Arbeitsanweisungen:
a) Warum hat der Spieler laut dem ersten Beitrag im Thread über mmoga keine Möglichkeit, sich zu wehren?
b) Tausche im Thread über mmoga „bestellt“ gegen „gekauft“ und gib den Abschnitt von „## robsta (14.“ bis einschließlich „Octopoth (14. Januar 2012)“ wieder.
c) Schreibe den Thread über mmoga im Anschluss an seinen letzten Satz weiter.

Vorgegebener Text:
# Warnung für Onlinespieler vor dem Betrugsunternehmen mmoga



## mariaatas (14. Januar 2012)

*Warnung für Onlinespieler vor dem Betrugsunternehmen mmoga*

Hallo,

möchte hiermit alle Onlinespieler davor warnen, bei der Firma mmoga  irgend etwas zu bestellen und zu bezahlen, egal durch welche der  angebotenen Möglichkeiten.
*Diese Firma mmoga ist nachweislich eine der grössten Betrügerunternehmen im online Spielesektor.*
Der Spieler hat keine Möglichkeiten sich zu wehren, da der Firmensitz im Ausland ist.

*Also VORSICHT vor der ,als Abzocker bekannten Firma mmoga. Ein  Betrugsunternehmen*, bei dem immer wieder Onlinespieler reinfallen.


----------



## Geicher (14. Januar 2012)

Wieso?
Hab von denen schon einiges gekauft, nie Probleme gehabt.


----------



## Rizoma (14. Januar 2012)

*AW: Warnung für Onlinespieler vor dem Betrugsunternehmen mmoga*

Quellen, Beweise oder ähnliches oder ich muss dein Post melden!


----------



## robsta (14. Januar 2012)

*AW: Warnung für Onlinespieler vor dem Betrugsunternehmen mmoga*

ich habe da auch schon viel bestellt und noch nie Probleme gehabt !


----------



## Octopoth (14. Januar 2012)

Datenabschnitt:
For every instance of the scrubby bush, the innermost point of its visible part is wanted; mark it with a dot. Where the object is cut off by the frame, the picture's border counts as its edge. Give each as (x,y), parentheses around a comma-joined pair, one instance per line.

Lösungen:
a) Weil der Firmensitz im Ausland ist.

b)
## robsta (14. Januar 2012)

*AW: Warnung für Onlinespieler vor dem Betrugsunternehmen mmoga*

ich habe da auch schon viel gekauft und noch nie Probleme gehabt !


----------



## Octopoth (14. Januar 2012)

c)
*AW: Warnung für Onlinespieler vor dem Betrugsunternehmen mmoga*

Ist wahrscheinlich nur son troll auf cb, gamestar, pcgames hat der 1:1 den selben post geschrieben!

Edit: Hab da ebenfalls schon mal was bestellt und alles verlief zu meiner Zufriedenheit.


----------



## (@ze) (14. Januar 2012)

*AW: Warnung für Onlinespieler vor dem Betrugsunternehmen mmoga*



mariaatas schrieb:


> *Diese Firma mmoga ist nachweislich eine der grössten Betrügerunternehmen im online Spielesektor.*




Wo bitteschön bleibt denn dieser Nachweis?

Bevor von dir nichts kommt, ist dein Kommentar nur PR - Klamauk!  (Heute mal kurz Angemeldet & 1.Post)

Das heißt:   _*Ignorieren!*_

nmfg


----------



## Rizoma (14. Januar 2012)

*AW: Warnung für Onlinespieler vor dem Betrugsunternehmen mmoga*

ne das heist beitrag melden und hoffen der mod löscht den ganzen thread  ist doch eh nur spamm hier drin


----------



## (@ze) (14. Januar 2012)

*AW: Warnung für Onlinespieler vor dem Betrugsunternehmen mmoga*

Mit meinem Spam wollte ich nur andere Personen schützen.

Ps.: gerade gemacht!


----------



## Jimini (14. Januar 2012)

*AW: Warnung für Onlinespieler vor dem Betrugsunternehmen mmoga*

Da der Thread eine sinnlose Anschuldigung ohne irgendwelche Begründungen darstellt, ist hier dicht. Auch im Sinne der Forenbetreiber rate ich dazu, solche haltlosen Behauptungen zu unterlassen, da sowas sonst sehr schnell nach hinten losgehen kann. Wenn der Threadersteller irgendwas zur Sache beizutragen haben sollte, bitte per PN an mich wenden.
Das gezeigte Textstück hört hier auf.